*** Block opens ***
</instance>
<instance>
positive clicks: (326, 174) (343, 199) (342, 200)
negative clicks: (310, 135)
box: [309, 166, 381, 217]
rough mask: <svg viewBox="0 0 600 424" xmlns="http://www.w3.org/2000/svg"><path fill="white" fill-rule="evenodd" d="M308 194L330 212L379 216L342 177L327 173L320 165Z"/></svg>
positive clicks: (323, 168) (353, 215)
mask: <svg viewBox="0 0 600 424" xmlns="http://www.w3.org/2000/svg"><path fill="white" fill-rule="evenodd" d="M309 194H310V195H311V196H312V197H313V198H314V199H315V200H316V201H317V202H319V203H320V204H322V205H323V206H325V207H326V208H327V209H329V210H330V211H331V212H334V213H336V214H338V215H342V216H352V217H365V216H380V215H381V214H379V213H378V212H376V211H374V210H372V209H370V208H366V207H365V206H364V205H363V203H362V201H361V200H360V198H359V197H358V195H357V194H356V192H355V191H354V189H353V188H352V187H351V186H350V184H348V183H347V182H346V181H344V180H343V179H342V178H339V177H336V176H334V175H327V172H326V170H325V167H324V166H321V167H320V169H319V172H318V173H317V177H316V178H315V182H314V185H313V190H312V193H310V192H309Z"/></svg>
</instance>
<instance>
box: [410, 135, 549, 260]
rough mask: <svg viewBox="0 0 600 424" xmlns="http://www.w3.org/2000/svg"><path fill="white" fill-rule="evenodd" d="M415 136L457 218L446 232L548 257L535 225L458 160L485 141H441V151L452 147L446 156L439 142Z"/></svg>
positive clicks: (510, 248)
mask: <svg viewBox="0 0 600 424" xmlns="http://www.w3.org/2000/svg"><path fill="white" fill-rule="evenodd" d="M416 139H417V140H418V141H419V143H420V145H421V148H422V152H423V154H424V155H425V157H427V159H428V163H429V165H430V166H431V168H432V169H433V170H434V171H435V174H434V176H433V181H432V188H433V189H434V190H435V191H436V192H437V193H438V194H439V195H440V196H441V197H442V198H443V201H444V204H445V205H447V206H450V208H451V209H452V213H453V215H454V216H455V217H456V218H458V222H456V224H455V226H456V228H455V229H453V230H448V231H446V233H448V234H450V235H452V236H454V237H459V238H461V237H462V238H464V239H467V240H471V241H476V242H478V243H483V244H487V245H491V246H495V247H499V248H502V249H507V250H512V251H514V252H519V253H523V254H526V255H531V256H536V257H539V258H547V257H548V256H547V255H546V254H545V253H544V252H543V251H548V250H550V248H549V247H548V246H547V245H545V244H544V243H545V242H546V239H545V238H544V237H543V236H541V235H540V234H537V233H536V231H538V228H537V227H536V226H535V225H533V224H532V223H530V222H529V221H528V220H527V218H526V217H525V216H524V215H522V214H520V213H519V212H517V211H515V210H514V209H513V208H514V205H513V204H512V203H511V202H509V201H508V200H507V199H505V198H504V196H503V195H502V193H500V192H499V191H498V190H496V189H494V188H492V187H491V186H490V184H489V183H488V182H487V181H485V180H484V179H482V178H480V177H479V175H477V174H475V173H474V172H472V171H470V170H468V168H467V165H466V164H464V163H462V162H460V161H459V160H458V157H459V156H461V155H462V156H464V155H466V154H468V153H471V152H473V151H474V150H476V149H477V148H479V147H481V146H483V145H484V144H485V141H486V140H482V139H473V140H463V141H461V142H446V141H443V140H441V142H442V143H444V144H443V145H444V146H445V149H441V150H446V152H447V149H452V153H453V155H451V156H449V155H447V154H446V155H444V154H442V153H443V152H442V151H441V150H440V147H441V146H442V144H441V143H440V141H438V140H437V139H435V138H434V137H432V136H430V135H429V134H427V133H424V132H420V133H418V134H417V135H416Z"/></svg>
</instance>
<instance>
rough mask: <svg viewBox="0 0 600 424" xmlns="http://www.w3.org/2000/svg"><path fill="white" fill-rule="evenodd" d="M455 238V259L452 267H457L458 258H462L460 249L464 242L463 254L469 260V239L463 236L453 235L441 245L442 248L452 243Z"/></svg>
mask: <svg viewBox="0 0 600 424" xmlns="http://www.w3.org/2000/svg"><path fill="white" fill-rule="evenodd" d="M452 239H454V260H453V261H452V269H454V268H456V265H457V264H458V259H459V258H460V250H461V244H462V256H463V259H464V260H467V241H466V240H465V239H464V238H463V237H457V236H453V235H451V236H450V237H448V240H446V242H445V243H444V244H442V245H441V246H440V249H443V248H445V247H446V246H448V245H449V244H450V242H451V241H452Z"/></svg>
*** Block closes ***
▸ Aim of the exercise:
Rewrite every line of the records above, substituting "coarse mask" for each occurrence of "rough mask" and leaving all other text unchanged.

▸ Answer below:
</instance>
<instance>
positive clicks: (326, 174) (343, 199) (342, 200)
negative clicks: (310, 135)
box: [309, 166, 381, 217]
coarse mask: <svg viewBox="0 0 600 424" xmlns="http://www.w3.org/2000/svg"><path fill="white" fill-rule="evenodd" d="M308 194L330 212L379 216L342 177L327 173L320 165Z"/></svg>
positive clicks: (323, 168) (353, 215)
mask: <svg viewBox="0 0 600 424" xmlns="http://www.w3.org/2000/svg"><path fill="white" fill-rule="evenodd" d="M309 194H310V195H311V196H312V197H313V198H314V199H315V200H316V201H317V202H319V203H320V204H322V205H323V206H325V207H326V208H327V209H329V210H330V211H331V212H334V213H336V214H338V215H342V216H352V217H365V216H380V215H381V214H379V213H378V212H376V211H374V210H372V209H370V208H366V207H365V206H364V205H363V203H362V201H361V200H360V198H359V197H358V195H357V194H356V192H355V191H354V189H353V188H352V187H351V186H350V184H348V183H347V182H346V181H344V180H343V179H342V178H339V177H336V176H334V175H327V172H326V170H325V167H324V166H321V167H320V169H319V172H318V173H317V177H316V178H315V182H314V185H313V190H312V193H310V192H309Z"/></svg>
</instance>
<instance>
box: [410, 135, 549, 260]
coarse mask: <svg viewBox="0 0 600 424" xmlns="http://www.w3.org/2000/svg"><path fill="white" fill-rule="evenodd" d="M415 136L457 218L446 232L548 257L535 225L458 160L485 141H441V151L452 147L446 156L439 142Z"/></svg>
positive clicks: (510, 248)
mask: <svg viewBox="0 0 600 424" xmlns="http://www.w3.org/2000/svg"><path fill="white" fill-rule="evenodd" d="M416 139H417V140H418V141H419V143H420V145H421V148H422V152H423V154H424V155H425V157H427V159H428V163H429V165H430V166H431V168H432V169H433V170H434V171H435V174H434V176H433V181H432V188H433V189H434V190H435V191H436V192H437V193H438V194H439V195H440V196H441V197H442V198H443V201H444V204H445V205H447V206H450V208H451V209H452V213H453V215H454V216H455V217H456V218H458V222H456V224H455V226H456V228H455V229H453V230H448V231H446V233H448V234H450V235H452V236H454V237H459V238H461V237H462V238H464V239H467V240H471V241H476V242H478V243H483V244H487V245H491V246H495V247H499V248H502V249H507V250H512V251H514V252H519V253H523V254H526V255H531V256H536V257H539V258H547V257H548V256H547V255H546V254H545V253H544V252H543V251H548V250H550V248H549V247H548V246H547V245H545V244H544V243H545V242H546V239H545V238H544V237H543V236H541V235H540V234H537V233H536V231H538V228H537V227H536V226H535V225H533V224H532V223H530V222H529V221H528V220H527V218H526V217H525V216H524V215H522V214H520V213H519V212H517V211H515V210H514V209H513V208H514V205H513V204H512V203H511V202H509V201H508V200H507V199H505V198H504V196H503V195H502V193H500V192H499V191H498V190H496V189H494V188H492V187H491V186H490V184H489V183H488V182H487V181H485V180H484V179H482V178H480V177H479V175H477V174H475V173H474V172H472V171H470V170H468V168H467V165H466V164H464V163H462V162H460V161H459V160H458V157H459V156H461V155H462V156H464V155H466V154H468V153H471V152H473V151H474V150H476V149H477V148H479V147H481V146H483V145H484V144H485V141H486V140H482V139H473V140H463V141H461V142H446V141H443V140H441V142H442V143H444V144H443V145H444V146H445V149H441V150H446V152H447V149H452V153H453V155H451V156H449V155H447V154H446V155H444V154H442V153H443V152H442V151H441V150H440V147H441V146H442V144H441V143H440V141H438V140H437V139H435V138H434V137H432V136H430V135H429V134H427V133H424V132H420V133H418V134H417V135H416Z"/></svg>
</instance>
<instance>
coarse mask: <svg viewBox="0 0 600 424" xmlns="http://www.w3.org/2000/svg"><path fill="white" fill-rule="evenodd" d="M455 238V259L452 267H457L458 258H462L460 249L464 242L463 254L469 260V239L463 236L453 235L441 245L442 248L452 243Z"/></svg>
mask: <svg viewBox="0 0 600 424" xmlns="http://www.w3.org/2000/svg"><path fill="white" fill-rule="evenodd" d="M452 239H454V260H453V261H452V269H454V268H456V265H457V264H458V259H459V258H460V250H461V244H462V256H463V259H464V260H467V241H466V240H465V239H464V238H463V237H457V236H453V235H451V236H450V237H448V240H446V242H445V243H444V244H442V245H441V246H440V249H443V248H445V247H446V246H448V245H449V244H450V242H451V241H452Z"/></svg>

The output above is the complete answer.